- _EXERCISE TEXT_
====================
He Comes to Us

There’s a couple who live in the environs of Bergen, Norway. Anders and Anne Elisabeth. Last fall, they came to see Ruth and me at our home in Menomonie, Wisconsin. A couple of years previous, they had come to our house in Fergus Falls, Minnesota for an evening with Hillcrest Lutheran Academy faculty. Elisabeth is a math teacher at a school in Bergen that sends a whole class of students to Hillcrest each year. I served as her counterpart at Hillcrest, and was privileged to “adopt” her students for a year, and then send them back home in exchange for the next group.

So we talked regularly about the students and about math. But when we visited as couples in our homes, we talked about life and each other’s cultures. It was a wonderful gift. Reflecting on it now, it strikes me that the gift was so easy for us to receive because they came to us, and they spoke English! All the effort was theirs, and we reaped the benefits without the discomfort of leaving our culture and adjusting to another—and without learning a single word of Norwegian.
====================
Saved data entries:
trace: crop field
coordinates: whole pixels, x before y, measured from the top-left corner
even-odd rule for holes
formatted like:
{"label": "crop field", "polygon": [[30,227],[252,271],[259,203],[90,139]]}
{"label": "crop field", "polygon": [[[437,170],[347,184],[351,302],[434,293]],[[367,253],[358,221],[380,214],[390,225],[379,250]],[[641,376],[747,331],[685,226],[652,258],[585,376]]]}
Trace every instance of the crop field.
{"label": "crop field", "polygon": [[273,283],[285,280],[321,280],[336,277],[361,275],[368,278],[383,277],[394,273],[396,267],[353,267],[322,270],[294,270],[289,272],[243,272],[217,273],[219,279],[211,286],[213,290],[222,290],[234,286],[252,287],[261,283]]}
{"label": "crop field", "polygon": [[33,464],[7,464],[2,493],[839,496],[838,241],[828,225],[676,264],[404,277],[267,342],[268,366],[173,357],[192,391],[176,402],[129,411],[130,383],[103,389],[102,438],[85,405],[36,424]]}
====================
Duplicate part of the text about the visiting Norwegian couple word for word, beginning at the words "He Comes to" and stopping after "the next group.". None of these entries are needed.

- _TASK ANSWER_
He Comes to Us

There’s a couple who live in the environs of Bergen, Norway. Anders and Anne Elisabeth. Last fall, they came to see Ruth and me at our home in Menomonie, Wisconsin. A couple of years previous, they had come to our house in Fergus Falls, Minnesota for an evening with Hillcrest Lutheran Academy faculty. Elisabeth is a math teacher at a school in Bergen that sends a whole class of students to Hillcrest each year. I served as her counterpart at Hillcrest, and was privileged to “adopt” her students for a year, and then send them back home in exchange for the next group.